**TO DO**
List every line below that contains the string "tight".

**DATA FOR THE TASK**

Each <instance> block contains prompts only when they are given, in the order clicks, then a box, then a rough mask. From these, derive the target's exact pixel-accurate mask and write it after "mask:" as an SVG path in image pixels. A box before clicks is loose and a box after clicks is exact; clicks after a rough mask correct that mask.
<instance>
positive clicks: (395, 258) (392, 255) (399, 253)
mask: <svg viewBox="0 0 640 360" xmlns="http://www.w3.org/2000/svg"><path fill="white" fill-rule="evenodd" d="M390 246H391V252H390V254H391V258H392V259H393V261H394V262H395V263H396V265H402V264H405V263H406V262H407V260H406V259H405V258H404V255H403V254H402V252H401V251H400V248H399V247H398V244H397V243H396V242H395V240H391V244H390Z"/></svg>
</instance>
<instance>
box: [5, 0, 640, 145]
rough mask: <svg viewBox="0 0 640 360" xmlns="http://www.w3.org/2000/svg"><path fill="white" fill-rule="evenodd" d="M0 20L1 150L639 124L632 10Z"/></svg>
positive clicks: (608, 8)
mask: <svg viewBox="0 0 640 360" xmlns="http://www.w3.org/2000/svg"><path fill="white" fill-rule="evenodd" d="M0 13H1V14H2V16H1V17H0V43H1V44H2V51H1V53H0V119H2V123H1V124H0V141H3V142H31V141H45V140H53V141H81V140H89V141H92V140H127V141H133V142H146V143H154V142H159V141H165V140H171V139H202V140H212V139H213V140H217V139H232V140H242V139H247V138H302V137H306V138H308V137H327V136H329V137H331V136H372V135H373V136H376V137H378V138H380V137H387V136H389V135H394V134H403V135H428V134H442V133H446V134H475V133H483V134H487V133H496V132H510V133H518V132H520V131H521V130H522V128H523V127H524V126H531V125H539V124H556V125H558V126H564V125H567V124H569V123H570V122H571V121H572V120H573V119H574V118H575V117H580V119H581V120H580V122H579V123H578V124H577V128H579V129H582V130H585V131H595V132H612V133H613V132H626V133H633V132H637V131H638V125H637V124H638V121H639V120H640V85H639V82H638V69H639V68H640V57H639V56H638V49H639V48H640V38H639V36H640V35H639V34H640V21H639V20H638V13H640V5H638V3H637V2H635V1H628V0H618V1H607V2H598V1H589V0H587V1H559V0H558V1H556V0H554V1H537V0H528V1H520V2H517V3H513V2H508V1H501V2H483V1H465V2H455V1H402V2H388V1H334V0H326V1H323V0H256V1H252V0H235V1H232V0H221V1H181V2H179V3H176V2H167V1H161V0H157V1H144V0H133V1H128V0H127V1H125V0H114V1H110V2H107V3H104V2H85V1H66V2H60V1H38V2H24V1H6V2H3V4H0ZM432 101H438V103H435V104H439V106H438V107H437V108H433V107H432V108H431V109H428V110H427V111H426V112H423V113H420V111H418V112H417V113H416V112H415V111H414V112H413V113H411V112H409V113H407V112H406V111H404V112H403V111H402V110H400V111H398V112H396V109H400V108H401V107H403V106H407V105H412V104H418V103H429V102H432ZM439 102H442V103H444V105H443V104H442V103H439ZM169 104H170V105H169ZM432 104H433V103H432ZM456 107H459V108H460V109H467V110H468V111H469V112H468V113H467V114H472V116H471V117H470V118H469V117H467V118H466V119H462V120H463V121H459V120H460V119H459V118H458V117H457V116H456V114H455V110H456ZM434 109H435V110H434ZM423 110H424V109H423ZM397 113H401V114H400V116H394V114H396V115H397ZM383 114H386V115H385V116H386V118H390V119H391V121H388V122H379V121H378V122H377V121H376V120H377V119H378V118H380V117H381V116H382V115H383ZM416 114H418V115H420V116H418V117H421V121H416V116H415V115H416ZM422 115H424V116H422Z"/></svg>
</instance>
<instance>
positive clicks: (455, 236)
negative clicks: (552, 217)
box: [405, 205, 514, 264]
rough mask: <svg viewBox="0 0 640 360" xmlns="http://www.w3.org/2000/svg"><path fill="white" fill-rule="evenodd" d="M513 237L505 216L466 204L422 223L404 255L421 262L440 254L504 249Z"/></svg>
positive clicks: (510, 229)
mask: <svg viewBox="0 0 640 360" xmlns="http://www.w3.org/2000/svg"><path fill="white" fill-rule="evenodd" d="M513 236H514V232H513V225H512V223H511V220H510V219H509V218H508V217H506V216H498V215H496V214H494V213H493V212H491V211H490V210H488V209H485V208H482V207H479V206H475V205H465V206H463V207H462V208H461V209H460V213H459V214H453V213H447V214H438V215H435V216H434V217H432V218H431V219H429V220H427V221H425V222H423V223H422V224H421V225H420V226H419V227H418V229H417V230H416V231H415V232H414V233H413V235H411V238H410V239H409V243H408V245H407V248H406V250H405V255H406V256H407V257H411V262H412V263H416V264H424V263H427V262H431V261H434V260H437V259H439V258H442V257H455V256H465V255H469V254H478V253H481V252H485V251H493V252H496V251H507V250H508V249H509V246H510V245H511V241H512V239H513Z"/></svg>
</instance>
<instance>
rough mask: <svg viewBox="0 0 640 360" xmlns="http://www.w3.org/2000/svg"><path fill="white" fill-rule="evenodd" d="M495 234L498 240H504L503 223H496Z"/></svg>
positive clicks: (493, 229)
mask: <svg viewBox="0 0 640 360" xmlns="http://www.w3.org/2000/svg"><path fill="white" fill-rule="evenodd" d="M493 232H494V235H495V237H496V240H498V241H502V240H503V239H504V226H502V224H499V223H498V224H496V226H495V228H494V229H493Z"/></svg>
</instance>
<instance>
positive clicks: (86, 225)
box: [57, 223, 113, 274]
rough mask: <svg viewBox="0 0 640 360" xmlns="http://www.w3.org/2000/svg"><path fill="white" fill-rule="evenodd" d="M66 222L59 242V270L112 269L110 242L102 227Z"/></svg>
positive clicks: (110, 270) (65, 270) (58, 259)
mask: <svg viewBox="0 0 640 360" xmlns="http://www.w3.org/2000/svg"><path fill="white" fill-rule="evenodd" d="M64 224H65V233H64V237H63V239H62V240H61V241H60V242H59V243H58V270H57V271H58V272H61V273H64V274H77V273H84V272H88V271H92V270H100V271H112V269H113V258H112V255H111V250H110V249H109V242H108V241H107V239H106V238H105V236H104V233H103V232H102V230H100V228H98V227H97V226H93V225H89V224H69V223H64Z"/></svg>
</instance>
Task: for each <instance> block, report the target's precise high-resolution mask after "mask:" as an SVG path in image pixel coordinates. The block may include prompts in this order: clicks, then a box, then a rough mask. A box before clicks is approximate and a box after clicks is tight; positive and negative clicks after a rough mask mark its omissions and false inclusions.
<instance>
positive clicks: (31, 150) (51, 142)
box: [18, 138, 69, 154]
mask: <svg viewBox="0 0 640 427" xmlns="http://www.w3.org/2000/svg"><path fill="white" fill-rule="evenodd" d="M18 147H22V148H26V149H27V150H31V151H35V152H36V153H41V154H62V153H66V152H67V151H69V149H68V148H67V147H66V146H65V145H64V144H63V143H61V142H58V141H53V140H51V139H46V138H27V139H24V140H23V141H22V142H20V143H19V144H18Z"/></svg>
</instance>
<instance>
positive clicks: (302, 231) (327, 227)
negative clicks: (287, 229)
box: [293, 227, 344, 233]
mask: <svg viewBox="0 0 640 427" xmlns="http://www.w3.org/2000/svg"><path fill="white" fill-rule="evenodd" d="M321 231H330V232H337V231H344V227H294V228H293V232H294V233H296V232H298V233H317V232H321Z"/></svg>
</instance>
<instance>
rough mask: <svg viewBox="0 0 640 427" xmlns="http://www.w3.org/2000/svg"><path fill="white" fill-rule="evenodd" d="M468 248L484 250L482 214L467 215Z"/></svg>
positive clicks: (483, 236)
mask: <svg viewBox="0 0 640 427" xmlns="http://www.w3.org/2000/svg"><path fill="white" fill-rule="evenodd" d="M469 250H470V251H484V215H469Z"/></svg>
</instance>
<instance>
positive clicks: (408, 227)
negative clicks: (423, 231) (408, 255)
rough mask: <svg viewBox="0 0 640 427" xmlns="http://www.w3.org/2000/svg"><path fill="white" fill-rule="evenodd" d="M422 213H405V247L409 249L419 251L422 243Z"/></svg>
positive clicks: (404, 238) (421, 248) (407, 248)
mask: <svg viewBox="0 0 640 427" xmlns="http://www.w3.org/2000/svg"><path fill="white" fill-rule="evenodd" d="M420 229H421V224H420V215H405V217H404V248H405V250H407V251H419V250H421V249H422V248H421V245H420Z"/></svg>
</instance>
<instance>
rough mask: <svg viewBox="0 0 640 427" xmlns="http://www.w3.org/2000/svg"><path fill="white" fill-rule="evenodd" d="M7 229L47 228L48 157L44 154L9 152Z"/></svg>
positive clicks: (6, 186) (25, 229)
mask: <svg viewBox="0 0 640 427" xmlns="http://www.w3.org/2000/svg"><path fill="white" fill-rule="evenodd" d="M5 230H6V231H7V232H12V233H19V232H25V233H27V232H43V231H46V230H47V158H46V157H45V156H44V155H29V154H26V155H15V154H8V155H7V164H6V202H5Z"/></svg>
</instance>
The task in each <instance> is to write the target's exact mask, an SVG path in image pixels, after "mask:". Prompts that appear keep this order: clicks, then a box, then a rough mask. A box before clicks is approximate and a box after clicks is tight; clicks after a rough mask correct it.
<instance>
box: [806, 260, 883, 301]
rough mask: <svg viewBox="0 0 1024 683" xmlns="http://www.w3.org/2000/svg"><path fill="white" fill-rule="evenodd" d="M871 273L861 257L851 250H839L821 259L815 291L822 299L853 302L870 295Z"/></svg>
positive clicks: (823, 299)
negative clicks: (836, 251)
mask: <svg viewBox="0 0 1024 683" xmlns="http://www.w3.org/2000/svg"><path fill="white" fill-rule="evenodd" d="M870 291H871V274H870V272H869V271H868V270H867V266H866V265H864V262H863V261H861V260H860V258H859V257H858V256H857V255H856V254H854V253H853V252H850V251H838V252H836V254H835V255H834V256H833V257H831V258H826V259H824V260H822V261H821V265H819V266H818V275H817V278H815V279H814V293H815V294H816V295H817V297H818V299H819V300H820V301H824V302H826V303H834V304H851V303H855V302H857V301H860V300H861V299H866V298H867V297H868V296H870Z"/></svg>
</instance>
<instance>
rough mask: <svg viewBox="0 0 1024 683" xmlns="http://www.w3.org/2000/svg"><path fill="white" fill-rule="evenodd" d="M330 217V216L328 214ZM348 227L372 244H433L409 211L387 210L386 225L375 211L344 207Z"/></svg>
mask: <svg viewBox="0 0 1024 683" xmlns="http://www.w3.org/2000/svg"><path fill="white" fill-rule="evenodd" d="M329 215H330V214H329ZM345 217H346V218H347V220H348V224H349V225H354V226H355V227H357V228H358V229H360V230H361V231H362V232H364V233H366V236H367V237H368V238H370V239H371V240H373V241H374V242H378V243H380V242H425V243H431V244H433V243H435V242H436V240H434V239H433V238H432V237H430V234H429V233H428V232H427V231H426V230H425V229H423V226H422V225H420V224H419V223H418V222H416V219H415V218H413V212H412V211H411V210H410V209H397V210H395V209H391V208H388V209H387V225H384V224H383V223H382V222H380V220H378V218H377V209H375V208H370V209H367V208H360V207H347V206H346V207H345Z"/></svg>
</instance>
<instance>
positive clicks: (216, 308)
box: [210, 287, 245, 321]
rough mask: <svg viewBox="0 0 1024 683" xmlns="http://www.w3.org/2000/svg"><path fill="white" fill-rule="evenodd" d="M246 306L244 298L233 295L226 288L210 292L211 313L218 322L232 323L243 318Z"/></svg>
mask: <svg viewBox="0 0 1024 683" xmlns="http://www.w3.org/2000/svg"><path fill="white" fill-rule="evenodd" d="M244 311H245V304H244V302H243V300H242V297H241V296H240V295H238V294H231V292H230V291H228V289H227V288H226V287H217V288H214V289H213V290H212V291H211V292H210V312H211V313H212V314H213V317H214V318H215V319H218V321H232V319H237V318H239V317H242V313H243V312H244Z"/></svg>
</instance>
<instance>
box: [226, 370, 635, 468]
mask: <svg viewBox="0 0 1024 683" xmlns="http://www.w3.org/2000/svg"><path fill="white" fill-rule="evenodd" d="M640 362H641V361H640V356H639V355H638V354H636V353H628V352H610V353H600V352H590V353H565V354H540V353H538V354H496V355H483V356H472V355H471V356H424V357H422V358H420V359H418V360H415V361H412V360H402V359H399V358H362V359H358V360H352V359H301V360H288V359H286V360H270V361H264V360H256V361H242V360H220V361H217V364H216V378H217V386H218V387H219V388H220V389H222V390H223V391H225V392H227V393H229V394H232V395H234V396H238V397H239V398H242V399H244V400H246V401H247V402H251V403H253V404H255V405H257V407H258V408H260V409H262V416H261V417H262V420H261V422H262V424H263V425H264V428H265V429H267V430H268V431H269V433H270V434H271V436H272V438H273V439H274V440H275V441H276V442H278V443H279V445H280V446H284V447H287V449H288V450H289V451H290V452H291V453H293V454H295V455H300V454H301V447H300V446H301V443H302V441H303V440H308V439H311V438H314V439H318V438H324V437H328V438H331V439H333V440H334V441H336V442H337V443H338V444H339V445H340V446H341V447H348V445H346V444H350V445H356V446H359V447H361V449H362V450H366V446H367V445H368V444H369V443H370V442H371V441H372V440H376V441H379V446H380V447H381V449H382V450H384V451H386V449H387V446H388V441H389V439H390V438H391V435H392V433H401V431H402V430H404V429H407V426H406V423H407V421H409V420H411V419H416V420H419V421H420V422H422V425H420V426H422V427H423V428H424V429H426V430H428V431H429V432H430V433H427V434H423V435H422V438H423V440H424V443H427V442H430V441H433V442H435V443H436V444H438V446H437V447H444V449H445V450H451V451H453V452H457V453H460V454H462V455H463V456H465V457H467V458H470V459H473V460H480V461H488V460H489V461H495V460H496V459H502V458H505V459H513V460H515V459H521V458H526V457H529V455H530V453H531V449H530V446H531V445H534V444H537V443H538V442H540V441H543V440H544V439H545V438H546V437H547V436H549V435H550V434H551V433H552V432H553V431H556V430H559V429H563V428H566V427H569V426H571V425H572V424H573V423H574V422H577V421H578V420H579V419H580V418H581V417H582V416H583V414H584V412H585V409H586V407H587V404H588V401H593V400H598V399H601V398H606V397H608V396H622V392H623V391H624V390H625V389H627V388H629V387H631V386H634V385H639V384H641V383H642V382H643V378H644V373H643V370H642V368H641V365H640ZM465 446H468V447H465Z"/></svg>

**RESPONSE TO THE EXERCISE**
Task: for each <instance> block, report the target's precise high-resolution mask after "mask:" as an SVG path in image pixel coordinates. The block may include prompts in this order: clicks, then a box, then a rough mask. A box before clicks is approximate and a box after clicks is tight; positive and negative clicks after a rough mask mark its omissions and false inclusions.
The task in each <instance> is to write the target's exact mask, an SVG path in image pixels, after "mask:". Prompts that appear keep this order: clicks, then a box, then a rough mask. A box before clicks is approximate and a box after clicks is tight; clicks after a rough mask correct it.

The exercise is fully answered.